Tarefa pedida A -
Passe para uma tabela Markdown os registros da linha que contém "Exercise. Point to every instance of the green palm" até o fim dos registros, incluindo as duas pontas, com as colunas "Número" e "Linha do registro". Deixe de fora as linhas em branco e as imagens.
───── Texto extraído
Quando entramos no Maraca, percebi que esse jogo seria diferente das últimas vezes que estive no estádio. Fui para trás do gol onde tradicionalmente o Flamengo ataca no segundo tempo. Lá , onde ficam as torcidas organizadas. Intrépidos, os rapazes, todos na casa dos 20 anos, foram subindo os degraus da arquibancada. Dois iam desbravando o caminho, eu no meio e outros dois na minha retaguarda. Não sei se a formação para “escoltar” o velho foi intencional, mas funcionou.

Finalmente nos alojamos num corredor entre duas fileiras, atrás de vários bandeirões. Pensei: “não vai dar para ver o jogo”. De repente entrei no túnel do tempo. Virei para o Rafael e comentei: “estou me sentindo no Circo Voador nos anos 90, vou ver o show todo em pé e ainda estou sentindo um cheiro característico".  Bem, vamos ver o que o STF decide sobre o cheiro que senti. O primeiro tempo transcorria com a habitual falta de criatividade do time de Abel Braga, que só chegou ao primeiro gol depois que o sistema defensivo do Athletico errou uma saída de bola. Gabigol aproveitou o passe e acabou derrubado dentro da área. O juiz marcou prontamente, mas o VAR se enrolou e o árbitro teve que olhar o monitor num lance que do outro lado do campo a gente percebeu que foi pênalti. Por fim, a falta foi confirmada. Para a sorte de quem estava no Maracanã, Gabigol, e não Diego, bateu a penalidade e abriu o placar.

Depois de uma pressão do Athletico nos últimos minutos, o juiz apitou o fim da primeira etapa. No intervalo, Estanislau percebeu que quatro cadeiras ao nosso lado ficaram vagas. Éramos cinco, mas meus amigos entenderam minha avançada idade e tacitamente concordaram que um dos lugares seria meu. E aí mais um desafio. Devido ao estado lastimável das cadeiras, não dá para sentar. O torcedor que fica naquele setor tem que sentar no encosto e colocar os pés no assento. Exigindo um equilíbrio, que confesso, achei que não seria capaz de ter. Depois de 15 minutos, me rendi e sentei onde todos depositavam os pés.
No começo do segundo tempo já era possível ver que seria bem sofrido. O time do Paraná foi pra cima do Flamengo, encurralando o previsível time de Abel Braga. Mas isso não desanimava a torcida. Aliás, reconheci vários sucessos, adaptados aos cantos da arquibancada, Whiski a Go Go e Primeiros Erros, por exemplo. Não sei reproduzir as versões dos torcedores. Há óbvias loas ao rubro-negro e palavras hostis aos outros times do Rio.
──────────
Tarefa pedida B -
No relato do jogo no Maracanã, quem cobrou o pênalti e abriu o placar?
───── Trechos dos registros
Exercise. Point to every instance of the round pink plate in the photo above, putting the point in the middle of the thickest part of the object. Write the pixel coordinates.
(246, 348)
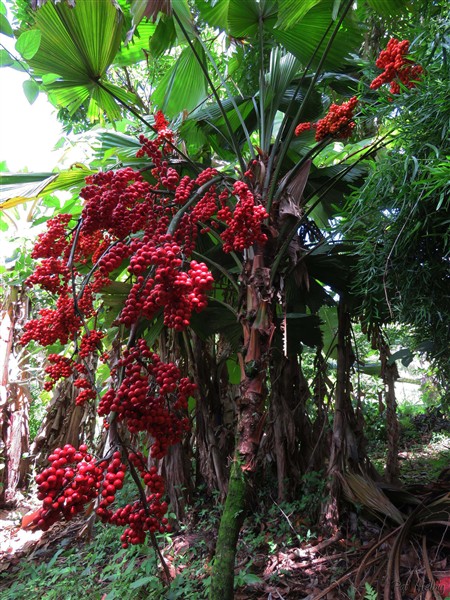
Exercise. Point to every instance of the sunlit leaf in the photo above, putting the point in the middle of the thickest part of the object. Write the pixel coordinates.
(183, 87)
(18, 188)
(79, 44)
(292, 11)
(5, 27)
(28, 43)
(31, 90)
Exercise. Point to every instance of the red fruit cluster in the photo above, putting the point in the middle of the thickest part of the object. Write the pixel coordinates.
(338, 122)
(90, 343)
(51, 274)
(67, 485)
(116, 202)
(301, 127)
(166, 285)
(54, 242)
(140, 517)
(60, 367)
(60, 324)
(125, 218)
(165, 134)
(152, 397)
(244, 224)
(397, 68)
(112, 258)
(112, 482)
(87, 391)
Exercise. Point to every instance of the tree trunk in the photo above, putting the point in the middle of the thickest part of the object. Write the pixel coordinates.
(348, 442)
(258, 329)
(390, 374)
(214, 423)
(64, 423)
(14, 401)
(290, 427)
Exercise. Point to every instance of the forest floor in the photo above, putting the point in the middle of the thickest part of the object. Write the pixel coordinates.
(281, 555)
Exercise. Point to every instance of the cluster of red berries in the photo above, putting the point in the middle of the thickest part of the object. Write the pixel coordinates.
(397, 68)
(116, 202)
(152, 397)
(51, 274)
(244, 224)
(60, 324)
(338, 123)
(112, 481)
(141, 517)
(165, 136)
(67, 485)
(60, 367)
(166, 285)
(90, 343)
(54, 242)
(126, 218)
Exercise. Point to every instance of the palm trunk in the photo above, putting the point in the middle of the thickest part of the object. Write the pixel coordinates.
(290, 427)
(390, 374)
(14, 402)
(348, 441)
(258, 328)
(64, 423)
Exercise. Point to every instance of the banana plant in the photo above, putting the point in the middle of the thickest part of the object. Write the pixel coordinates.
(282, 277)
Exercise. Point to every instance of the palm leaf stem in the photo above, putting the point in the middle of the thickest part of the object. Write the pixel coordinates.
(214, 91)
(290, 235)
(314, 151)
(262, 86)
(219, 268)
(198, 194)
(286, 120)
(285, 146)
(149, 126)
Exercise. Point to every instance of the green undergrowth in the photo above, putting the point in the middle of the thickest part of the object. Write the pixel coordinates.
(101, 570)
(70, 568)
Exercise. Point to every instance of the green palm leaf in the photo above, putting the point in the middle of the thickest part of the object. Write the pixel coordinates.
(184, 86)
(18, 188)
(79, 44)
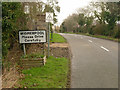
──────────
Resultado da tarefa A -
| Número | Linha do registro |
|---|---|
| 1 | Exercise. Point to every instance of the green palm leaf in the photo above, putting the point in the middle of the thickest part of the object. Write the pixel coordinates. |
| 2 | (184, 86) |
| 3 | (18, 188) |
| 4 | (79, 44) |

Resultado da tarefa B -
Gabigol.